Given exercise
Collect each line in the listing below that contains the string "mirror", counting only matches in the same case.

Coordinate annotation listing
----

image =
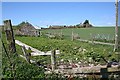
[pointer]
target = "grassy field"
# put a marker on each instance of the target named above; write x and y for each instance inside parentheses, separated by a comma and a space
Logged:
(84, 33)
(70, 50)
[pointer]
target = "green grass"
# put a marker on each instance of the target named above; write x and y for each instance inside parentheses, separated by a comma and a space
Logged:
(84, 33)
(69, 49)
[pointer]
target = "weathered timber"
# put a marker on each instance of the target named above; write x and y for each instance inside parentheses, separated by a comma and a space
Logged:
(9, 36)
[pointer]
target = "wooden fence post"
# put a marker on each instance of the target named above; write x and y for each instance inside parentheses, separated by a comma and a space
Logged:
(26, 54)
(9, 35)
(72, 36)
(53, 60)
(104, 73)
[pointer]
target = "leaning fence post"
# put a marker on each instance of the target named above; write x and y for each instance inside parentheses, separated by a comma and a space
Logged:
(25, 54)
(104, 73)
(9, 35)
(53, 60)
(72, 36)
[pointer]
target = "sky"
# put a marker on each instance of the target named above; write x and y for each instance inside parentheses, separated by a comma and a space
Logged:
(43, 14)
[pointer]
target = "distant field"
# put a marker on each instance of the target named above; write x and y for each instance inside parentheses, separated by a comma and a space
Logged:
(84, 33)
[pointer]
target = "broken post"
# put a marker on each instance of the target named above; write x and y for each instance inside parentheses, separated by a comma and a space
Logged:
(53, 60)
(9, 35)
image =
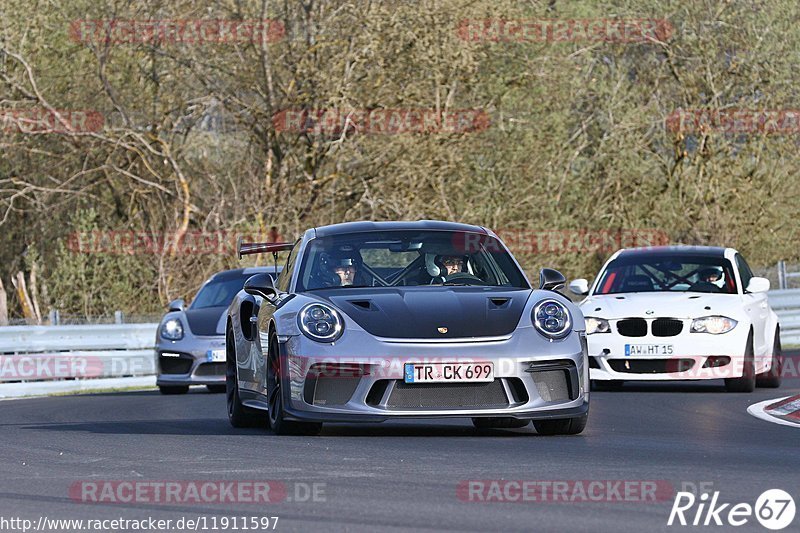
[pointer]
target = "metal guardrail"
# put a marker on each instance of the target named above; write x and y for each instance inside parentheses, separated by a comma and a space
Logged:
(48, 353)
(786, 304)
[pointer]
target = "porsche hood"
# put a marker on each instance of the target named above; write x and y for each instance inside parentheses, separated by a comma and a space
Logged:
(431, 312)
(657, 304)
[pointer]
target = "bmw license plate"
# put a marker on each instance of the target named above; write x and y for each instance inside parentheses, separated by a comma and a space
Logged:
(648, 349)
(448, 372)
(216, 356)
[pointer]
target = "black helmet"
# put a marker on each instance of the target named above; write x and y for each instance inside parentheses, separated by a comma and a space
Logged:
(340, 259)
(707, 273)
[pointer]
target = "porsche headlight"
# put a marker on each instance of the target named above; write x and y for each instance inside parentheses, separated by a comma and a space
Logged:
(713, 324)
(552, 319)
(320, 323)
(597, 325)
(172, 330)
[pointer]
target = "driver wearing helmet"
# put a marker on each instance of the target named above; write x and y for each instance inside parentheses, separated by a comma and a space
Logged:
(708, 280)
(452, 263)
(710, 275)
(340, 268)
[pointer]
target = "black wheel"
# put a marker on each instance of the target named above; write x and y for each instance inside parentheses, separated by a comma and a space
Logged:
(499, 422)
(561, 426)
(771, 379)
(277, 421)
(746, 383)
(238, 415)
(607, 385)
(173, 389)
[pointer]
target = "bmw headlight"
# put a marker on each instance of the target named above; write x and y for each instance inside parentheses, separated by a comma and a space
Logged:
(172, 330)
(552, 319)
(320, 322)
(713, 324)
(597, 325)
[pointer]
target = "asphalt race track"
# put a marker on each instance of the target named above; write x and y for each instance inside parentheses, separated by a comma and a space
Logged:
(395, 476)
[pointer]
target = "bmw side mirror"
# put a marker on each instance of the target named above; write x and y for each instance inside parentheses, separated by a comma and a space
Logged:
(757, 285)
(551, 280)
(579, 286)
(261, 285)
(177, 305)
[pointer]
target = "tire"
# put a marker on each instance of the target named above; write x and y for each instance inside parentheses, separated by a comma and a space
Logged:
(746, 383)
(239, 415)
(561, 426)
(173, 389)
(499, 422)
(771, 379)
(277, 420)
(607, 385)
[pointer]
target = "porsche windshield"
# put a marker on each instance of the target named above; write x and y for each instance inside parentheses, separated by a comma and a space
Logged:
(408, 258)
(219, 292)
(667, 273)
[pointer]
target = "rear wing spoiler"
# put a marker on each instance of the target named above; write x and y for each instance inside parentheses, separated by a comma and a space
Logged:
(249, 248)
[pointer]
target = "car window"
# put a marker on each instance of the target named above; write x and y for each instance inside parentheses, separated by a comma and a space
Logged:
(667, 273)
(285, 277)
(744, 270)
(408, 258)
(218, 293)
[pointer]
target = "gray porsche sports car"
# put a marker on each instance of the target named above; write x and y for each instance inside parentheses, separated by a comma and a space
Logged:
(190, 342)
(372, 321)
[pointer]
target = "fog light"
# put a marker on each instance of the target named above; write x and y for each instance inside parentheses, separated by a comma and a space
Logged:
(716, 361)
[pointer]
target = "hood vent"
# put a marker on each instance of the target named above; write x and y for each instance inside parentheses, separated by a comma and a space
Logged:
(363, 304)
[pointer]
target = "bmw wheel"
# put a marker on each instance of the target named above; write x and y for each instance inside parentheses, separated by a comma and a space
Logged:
(771, 379)
(746, 383)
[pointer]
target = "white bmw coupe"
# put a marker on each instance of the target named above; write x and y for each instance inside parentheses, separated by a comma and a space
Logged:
(680, 313)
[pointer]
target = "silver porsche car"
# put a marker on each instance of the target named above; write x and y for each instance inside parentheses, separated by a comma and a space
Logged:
(376, 321)
(190, 341)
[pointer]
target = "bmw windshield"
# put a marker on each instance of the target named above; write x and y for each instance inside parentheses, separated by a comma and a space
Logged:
(667, 273)
(408, 258)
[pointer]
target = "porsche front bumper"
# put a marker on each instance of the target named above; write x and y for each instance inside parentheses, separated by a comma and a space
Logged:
(362, 379)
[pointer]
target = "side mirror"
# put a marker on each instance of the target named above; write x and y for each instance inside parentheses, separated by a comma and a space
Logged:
(176, 305)
(261, 285)
(551, 280)
(757, 285)
(579, 286)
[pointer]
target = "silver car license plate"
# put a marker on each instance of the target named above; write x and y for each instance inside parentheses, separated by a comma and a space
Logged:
(448, 372)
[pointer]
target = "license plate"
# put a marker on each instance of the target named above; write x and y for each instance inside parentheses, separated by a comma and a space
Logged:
(648, 349)
(216, 356)
(448, 372)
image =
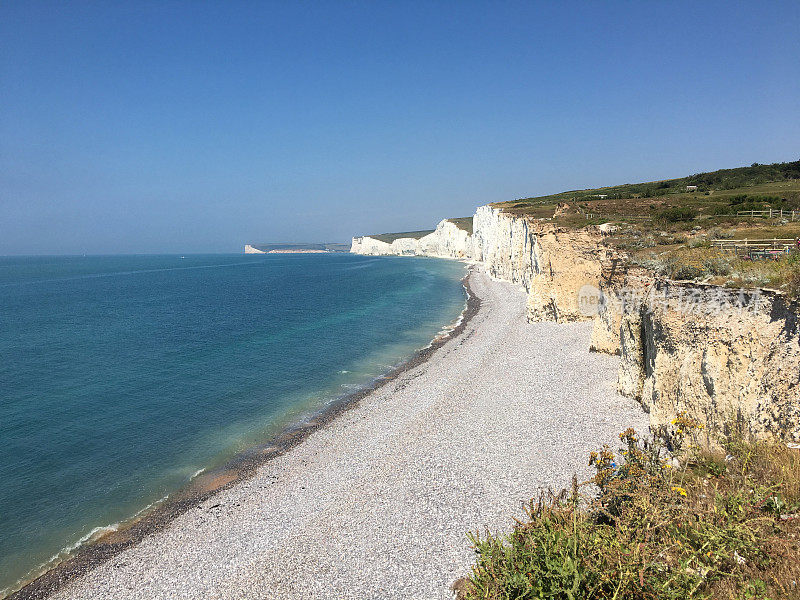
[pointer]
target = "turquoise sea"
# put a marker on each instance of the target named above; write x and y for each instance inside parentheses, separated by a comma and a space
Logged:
(122, 377)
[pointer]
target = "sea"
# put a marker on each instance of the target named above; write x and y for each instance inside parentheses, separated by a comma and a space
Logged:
(123, 377)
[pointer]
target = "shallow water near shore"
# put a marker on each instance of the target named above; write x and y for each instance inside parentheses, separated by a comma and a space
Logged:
(124, 376)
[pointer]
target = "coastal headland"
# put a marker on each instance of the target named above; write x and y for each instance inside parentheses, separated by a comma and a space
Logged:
(378, 502)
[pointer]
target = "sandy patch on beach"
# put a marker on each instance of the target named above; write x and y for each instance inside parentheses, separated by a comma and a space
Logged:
(377, 503)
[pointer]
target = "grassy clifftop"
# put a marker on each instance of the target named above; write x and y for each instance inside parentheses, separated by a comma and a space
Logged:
(704, 191)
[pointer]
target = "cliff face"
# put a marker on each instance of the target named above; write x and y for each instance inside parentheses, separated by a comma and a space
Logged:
(553, 263)
(447, 241)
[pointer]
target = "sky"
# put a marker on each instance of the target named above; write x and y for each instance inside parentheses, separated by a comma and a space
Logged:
(179, 127)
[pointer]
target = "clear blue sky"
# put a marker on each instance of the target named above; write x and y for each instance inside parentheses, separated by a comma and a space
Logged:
(199, 126)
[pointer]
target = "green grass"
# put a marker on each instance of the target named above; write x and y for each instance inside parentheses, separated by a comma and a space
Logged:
(722, 184)
(390, 237)
(705, 524)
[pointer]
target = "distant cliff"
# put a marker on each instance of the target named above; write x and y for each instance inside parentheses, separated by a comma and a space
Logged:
(710, 358)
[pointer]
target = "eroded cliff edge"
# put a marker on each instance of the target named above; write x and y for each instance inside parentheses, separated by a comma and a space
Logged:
(722, 356)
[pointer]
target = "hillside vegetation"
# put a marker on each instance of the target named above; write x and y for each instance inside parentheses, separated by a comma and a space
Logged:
(737, 228)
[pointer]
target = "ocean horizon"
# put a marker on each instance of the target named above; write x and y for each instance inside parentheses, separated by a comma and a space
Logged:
(127, 375)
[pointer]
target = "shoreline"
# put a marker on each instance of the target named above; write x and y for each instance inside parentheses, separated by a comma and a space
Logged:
(206, 484)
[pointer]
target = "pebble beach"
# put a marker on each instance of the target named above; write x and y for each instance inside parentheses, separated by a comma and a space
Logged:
(377, 503)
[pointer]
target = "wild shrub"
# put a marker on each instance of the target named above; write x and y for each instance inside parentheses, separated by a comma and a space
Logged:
(675, 215)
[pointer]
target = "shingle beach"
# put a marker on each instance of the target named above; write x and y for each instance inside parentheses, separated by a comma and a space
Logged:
(377, 503)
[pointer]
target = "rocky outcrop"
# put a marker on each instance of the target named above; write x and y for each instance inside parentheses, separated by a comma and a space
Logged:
(724, 357)
(553, 263)
(446, 241)
(375, 247)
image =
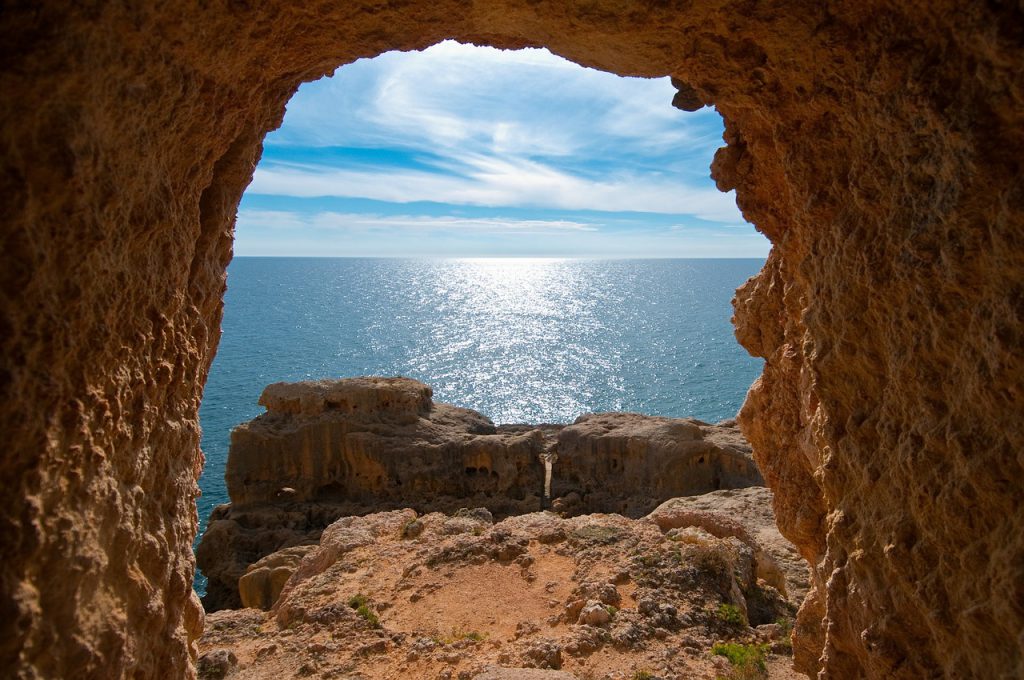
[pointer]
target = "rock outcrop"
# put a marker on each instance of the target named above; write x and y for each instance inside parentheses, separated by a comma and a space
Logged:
(594, 596)
(335, 448)
(877, 144)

----

Complete output
target = "bmw side mirror"
target = "side mirror"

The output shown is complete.